*DATASET ROWS*.
>> start
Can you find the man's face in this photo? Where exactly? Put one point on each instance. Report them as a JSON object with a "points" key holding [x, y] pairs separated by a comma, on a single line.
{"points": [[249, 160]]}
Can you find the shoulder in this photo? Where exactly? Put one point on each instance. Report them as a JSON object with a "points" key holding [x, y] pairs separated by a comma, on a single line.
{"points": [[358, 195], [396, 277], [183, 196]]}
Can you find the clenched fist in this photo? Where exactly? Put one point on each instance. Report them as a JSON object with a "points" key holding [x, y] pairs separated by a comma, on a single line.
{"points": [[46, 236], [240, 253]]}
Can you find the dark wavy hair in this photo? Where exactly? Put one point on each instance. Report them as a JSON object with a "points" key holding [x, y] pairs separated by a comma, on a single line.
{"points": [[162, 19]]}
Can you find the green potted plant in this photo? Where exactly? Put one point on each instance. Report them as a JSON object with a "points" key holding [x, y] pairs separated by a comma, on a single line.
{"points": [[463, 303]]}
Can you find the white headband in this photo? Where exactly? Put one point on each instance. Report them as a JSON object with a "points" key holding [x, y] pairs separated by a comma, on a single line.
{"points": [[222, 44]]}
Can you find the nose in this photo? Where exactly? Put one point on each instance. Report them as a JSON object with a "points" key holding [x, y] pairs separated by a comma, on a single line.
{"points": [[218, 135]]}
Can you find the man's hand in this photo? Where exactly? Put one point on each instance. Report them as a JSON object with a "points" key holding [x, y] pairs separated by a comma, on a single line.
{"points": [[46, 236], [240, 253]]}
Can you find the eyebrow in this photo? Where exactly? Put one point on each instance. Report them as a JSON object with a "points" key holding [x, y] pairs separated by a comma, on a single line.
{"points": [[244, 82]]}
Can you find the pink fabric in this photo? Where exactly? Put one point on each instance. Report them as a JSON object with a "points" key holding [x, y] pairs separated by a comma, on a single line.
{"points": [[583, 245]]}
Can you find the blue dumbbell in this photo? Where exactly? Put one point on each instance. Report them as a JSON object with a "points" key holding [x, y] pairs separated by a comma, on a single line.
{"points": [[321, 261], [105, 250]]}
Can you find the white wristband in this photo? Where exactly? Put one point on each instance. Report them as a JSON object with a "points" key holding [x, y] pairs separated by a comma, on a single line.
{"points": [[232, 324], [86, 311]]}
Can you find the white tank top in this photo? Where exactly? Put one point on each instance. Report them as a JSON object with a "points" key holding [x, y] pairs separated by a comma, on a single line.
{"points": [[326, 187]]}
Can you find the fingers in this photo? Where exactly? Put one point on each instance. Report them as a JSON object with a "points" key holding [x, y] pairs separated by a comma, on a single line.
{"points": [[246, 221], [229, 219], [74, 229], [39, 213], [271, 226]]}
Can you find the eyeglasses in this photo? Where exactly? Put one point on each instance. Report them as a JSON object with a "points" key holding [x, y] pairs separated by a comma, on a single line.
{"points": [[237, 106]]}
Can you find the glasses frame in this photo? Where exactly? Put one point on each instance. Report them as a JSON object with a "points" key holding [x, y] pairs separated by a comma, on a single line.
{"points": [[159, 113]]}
>> end
*AIM*. Quote the material word for word, starting at the line that contains "Can you find the eyeglasses" and ending with the last line of the material.

*RESULT OF THE TASK*.
Can you find the eyeglasses in this photo? Where exactly? Put one point on each instance. Report them as a JSON object with a "points" key holding [x, y] pairs separated by a comma, on a single line.
{"points": [[237, 106]]}
Can you find the glasses frame in this photo? Where exactly? Put one point on each instance. Report them as a JSON object with a "points" key holding [x, y] pairs separated by a comma, on a single line.
{"points": [[159, 113]]}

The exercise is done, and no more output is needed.